CHALLENGE.
Format every line of the records below as a Markdown table with the columns Row and Line, numbering each row and skipping blank lines.
*-*-*
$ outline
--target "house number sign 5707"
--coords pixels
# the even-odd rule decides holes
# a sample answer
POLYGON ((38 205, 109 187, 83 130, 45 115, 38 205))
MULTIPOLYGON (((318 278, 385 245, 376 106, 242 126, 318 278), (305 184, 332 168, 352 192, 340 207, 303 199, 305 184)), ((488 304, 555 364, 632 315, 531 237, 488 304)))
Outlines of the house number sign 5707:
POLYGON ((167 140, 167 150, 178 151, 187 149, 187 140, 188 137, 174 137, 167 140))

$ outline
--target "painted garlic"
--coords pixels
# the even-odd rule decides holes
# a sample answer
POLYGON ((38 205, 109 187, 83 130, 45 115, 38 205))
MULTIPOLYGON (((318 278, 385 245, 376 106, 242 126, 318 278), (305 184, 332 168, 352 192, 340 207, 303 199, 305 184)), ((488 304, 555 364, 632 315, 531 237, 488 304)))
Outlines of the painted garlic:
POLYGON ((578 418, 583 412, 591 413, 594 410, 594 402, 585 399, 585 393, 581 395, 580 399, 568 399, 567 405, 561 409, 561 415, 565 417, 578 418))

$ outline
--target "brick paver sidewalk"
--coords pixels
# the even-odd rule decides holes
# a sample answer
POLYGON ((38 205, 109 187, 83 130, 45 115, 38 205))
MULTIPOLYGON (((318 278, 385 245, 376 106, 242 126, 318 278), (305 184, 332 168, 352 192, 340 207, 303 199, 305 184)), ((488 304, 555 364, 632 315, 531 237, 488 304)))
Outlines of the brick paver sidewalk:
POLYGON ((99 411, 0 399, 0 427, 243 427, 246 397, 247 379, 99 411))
*-*-*
FULL SOLUTION.
| Row | Line |
|---|---|
| 1 | $ outline |
| 2 | --target "house number sign 5707" |
| 3 | --coords pixels |
| 4 | # the even-odd rule decides holes |
| 5 | # a sample answer |
| 6 | POLYGON ((38 205, 109 187, 83 130, 45 115, 38 205)) |
| 7 | MULTIPOLYGON (((318 278, 385 245, 376 106, 242 126, 318 278), (305 184, 332 168, 352 192, 340 207, 303 199, 305 184)), ((488 304, 555 364, 632 315, 531 237, 488 304))) |
| 8 | Outlines of the house number sign 5707: |
| 9 | POLYGON ((167 140, 167 150, 178 151, 187 149, 187 140, 188 137, 174 137, 167 140)) |
| 10 | $ outline |
| 11 | --target "painted garlic" |
| 12 | --coords pixels |
| 13 | # the even-odd rule decides holes |
| 14 | # a sample answer |
| 15 | POLYGON ((38 205, 109 187, 83 130, 45 115, 38 205)) |
| 16 | MULTIPOLYGON (((318 278, 385 245, 376 106, 242 126, 318 278), (305 184, 332 168, 352 192, 340 207, 303 199, 305 184)), ((488 304, 555 364, 632 315, 531 237, 488 304))) |
| 17 | Outlines of the painted garlic: |
| 18 | POLYGON ((578 418, 583 412, 591 413, 594 410, 594 402, 585 399, 585 393, 581 395, 580 399, 568 399, 567 405, 561 409, 561 415, 565 417, 578 418)) |
| 19 | $ outline |
| 20 | --target "brick paver sidewalk" |
| 21 | --coords pixels |
| 22 | # the even-odd rule decides holes |
| 23 | # a sample answer |
| 24 | POLYGON ((38 205, 109 187, 83 130, 45 115, 38 205)) |
| 25 | MULTIPOLYGON (((318 278, 385 245, 376 106, 242 126, 318 278), (305 184, 332 168, 352 192, 340 207, 303 199, 305 184)), ((488 304, 555 364, 632 315, 531 237, 488 304))) |
| 26 | Outlines of the brick paver sidewalk: |
| 27 | POLYGON ((99 411, 0 399, 0 427, 243 427, 246 397, 247 379, 99 411)) |